:: WORK TO COMPLETE ::
Print the listing below again. Change nothing.

Segment Open

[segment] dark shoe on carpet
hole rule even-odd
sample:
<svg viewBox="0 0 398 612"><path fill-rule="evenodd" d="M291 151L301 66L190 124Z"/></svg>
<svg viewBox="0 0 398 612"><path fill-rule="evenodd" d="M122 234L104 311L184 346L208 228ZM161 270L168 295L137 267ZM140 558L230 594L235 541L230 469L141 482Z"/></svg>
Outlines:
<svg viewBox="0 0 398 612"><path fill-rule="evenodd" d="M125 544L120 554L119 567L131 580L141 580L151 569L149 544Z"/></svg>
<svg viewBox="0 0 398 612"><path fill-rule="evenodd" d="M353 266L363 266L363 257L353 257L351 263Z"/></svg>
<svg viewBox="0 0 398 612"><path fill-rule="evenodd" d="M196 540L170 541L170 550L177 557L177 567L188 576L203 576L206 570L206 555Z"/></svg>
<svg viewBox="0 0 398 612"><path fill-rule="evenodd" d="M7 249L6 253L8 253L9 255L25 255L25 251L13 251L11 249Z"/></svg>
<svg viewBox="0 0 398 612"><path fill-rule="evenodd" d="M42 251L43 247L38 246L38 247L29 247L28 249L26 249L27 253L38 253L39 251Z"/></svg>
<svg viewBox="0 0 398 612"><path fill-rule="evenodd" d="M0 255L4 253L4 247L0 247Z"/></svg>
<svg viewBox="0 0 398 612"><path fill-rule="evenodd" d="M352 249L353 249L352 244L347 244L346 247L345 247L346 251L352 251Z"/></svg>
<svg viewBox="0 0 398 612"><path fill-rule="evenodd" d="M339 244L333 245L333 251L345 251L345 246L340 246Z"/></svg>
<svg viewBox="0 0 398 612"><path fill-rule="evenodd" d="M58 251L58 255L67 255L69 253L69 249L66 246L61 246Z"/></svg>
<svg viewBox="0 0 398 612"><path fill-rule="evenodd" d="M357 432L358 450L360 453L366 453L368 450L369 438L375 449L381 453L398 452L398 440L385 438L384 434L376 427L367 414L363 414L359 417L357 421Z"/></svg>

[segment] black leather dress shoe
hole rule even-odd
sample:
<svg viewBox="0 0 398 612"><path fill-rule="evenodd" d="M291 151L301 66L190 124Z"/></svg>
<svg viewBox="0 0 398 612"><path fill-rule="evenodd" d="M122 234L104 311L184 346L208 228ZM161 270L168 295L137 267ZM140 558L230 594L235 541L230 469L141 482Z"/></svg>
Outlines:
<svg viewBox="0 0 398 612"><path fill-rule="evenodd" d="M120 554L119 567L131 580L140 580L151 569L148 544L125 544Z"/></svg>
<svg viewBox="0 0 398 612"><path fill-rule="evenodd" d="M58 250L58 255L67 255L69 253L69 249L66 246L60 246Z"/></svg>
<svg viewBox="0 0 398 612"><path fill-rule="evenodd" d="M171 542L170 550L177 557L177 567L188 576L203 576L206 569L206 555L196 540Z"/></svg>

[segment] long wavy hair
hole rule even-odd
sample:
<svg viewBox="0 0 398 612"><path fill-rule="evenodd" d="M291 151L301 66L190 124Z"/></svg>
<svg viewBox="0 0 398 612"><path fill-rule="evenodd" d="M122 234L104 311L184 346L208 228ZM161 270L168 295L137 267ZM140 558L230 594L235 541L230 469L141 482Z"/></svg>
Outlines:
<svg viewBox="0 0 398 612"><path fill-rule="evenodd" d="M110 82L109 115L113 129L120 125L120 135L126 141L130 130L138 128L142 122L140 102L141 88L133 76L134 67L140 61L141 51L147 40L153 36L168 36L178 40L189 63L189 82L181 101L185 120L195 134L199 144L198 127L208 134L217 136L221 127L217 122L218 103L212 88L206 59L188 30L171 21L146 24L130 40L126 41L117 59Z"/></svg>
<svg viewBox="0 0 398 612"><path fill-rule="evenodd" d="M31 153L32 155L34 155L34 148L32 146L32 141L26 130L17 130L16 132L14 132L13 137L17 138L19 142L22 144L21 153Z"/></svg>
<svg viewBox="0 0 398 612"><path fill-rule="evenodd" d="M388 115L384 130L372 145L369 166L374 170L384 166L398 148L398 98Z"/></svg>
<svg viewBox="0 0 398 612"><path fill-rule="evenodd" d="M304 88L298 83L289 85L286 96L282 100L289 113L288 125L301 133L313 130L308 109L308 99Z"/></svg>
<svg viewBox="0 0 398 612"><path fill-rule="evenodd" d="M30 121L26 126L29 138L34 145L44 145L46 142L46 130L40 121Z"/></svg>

Segment Closed

:: RESPONSE AREA ::
[segment] dark shoe on carpet
hole rule even-odd
sample:
<svg viewBox="0 0 398 612"><path fill-rule="evenodd" d="M291 151L301 66L190 124Z"/></svg>
<svg viewBox="0 0 398 612"><path fill-rule="evenodd" d="M122 234L104 311L184 346L208 228ZM161 270L168 295L137 267ZM140 558L230 594L235 541L230 469L141 482Z"/></svg>
Outlines:
<svg viewBox="0 0 398 612"><path fill-rule="evenodd" d="M125 544L120 554L119 567L131 580L141 580L151 569L149 544Z"/></svg>
<svg viewBox="0 0 398 612"><path fill-rule="evenodd" d="M353 266L363 266L363 257L353 257L351 263Z"/></svg>
<svg viewBox="0 0 398 612"><path fill-rule="evenodd" d="M196 540L170 541L170 550L177 557L177 567L188 576L203 576L206 570L206 555Z"/></svg>
<svg viewBox="0 0 398 612"><path fill-rule="evenodd" d="M7 249L6 253L8 253L9 255L25 255L25 251L13 251L11 249Z"/></svg>
<svg viewBox="0 0 398 612"><path fill-rule="evenodd" d="M42 251L43 247L38 246L38 247L29 247L28 249L26 249L27 253L38 253L39 251Z"/></svg>
<svg viewBox="0 0 398 612"><path fill-rule="evenodd" d="M0 255L4 253L4 247L0 247Z"/></svg>
<svg viewBox="0 0 398 612"><path fill-rule="evenodd" d="M352 249L353 249L352 244L347 244L346 247L345 247L346 251L352 251Z"/></svg>
<svg viewBox="0 0 398 612"><path fill-rule="evenodd" d="M339 244L333 245L333 251L345 251L345 246L340 246Z"/></svg>
<svg viewBox="0 0 398 612"><path fill-rule="evenodd" d="M58 251L58 255L67 255L69 253L69 249L66 246L61 246Z"/></svg>
<svg viewBox="0 0 398 612"><path fill-rule="evenodd" d="M357 432L358 450L360 453L366 453L368 450L369 438L375 449L381 453L398 452L398 440L385 438L384 434L376 427L367 414L363 414L359 417L357 421Z"/></svg>

[segment] black leather dress shoe
hole rule even-odd
sample:
<svg viewBox="0 0 398 612"><path fill-rule="evenodd" d="M291 151L301 66L190 124Z"/></svg>
<svg viewBox="0 0 398 612"><path fill-rule="evenodd" d="M122 234L104 311L184 346L208 228ZM161 270L168 295L137 267ZM140 558L230 594L235 541L230 469L141 482Z"/></svg>
Outlines:
<svg viewBox="0 0 398 612"><path fill-rule="evenodd" d="M120 554L119 567L131 580L140 580L151 569L148 544L125 544Z"/></svg>
<svg viewBox="0 0 398 612"><path fill-rule="evenodd" d="M58 250L58 255L67 255L69 253L69 249L66 246L60 246Z"/></svg>
<svg viewBox="0 0 398 612"><path fill-rule="evenodd" d="M171 542L170 550L177 557L177 567L188 576L203 576L206 569L206 555L196 540Z"/></svg>

[segment] long wavy hair
hole rule even-odd
sample:
<svg viewBox="0 0 398 612"><path fill-rule="evenodd" d="M291 151L301 66L190 124Z"/></svg>
<svg viewBox="0 0 398 612"><path fill-rule="evenodd" d="M122 234L104 311L184 346L208 228ZM161 270L168 295L137 267ZM140 558L230 594L235 541L230 469L141 482Z"/></svg>
Outlines:
<svg viewBox="0 0 398 612"><path fill-rule="evenodd" d="M110 82L109 115L113 129L120 125L120 135L126 141L130 130L138 128L142 122L140 102L141 88L133 76L134 67L140 61L141 51L147 40L153 36L168 36L178 40L189 63L189 82L181 101L185 120L195 134L199 144L198 127L208 134L217 136L221 127L217 122L218 103L212 88L206 59L188 30L171 21L146 24L130 40L126 41L117 59Z"/></svg>
<svg viewBox="0 0 398 612"><path fill-rule="evenodd" d="M31 153L32 155L34 155L34 148L32 146L32 141L26 130L17 130L16 132L14 132L13 137L17 138L19 142L22 144L21 153Z"/></svg>
<svg viewBox="0 0 398 612"><path fill-rule="evenodd" d="M388 115L384 130L372 145L369 166L374 170L384 166L398 148L398 98Z"/></svg>
<svg viewBox="0 0 398 612"><path fill-rule="evenodd" d="M304 88L298 83L289 85L286 96L282 100L289 113L288 125L301 133L313 130L308 109L308 99Z"/></svg>
<svg viewBox="0 0 398 612"><path fill-rule="evenodd" d="M30 121L26 126L29 138L34 145L44 145L46 142L46 130L40 121Z"/></svg>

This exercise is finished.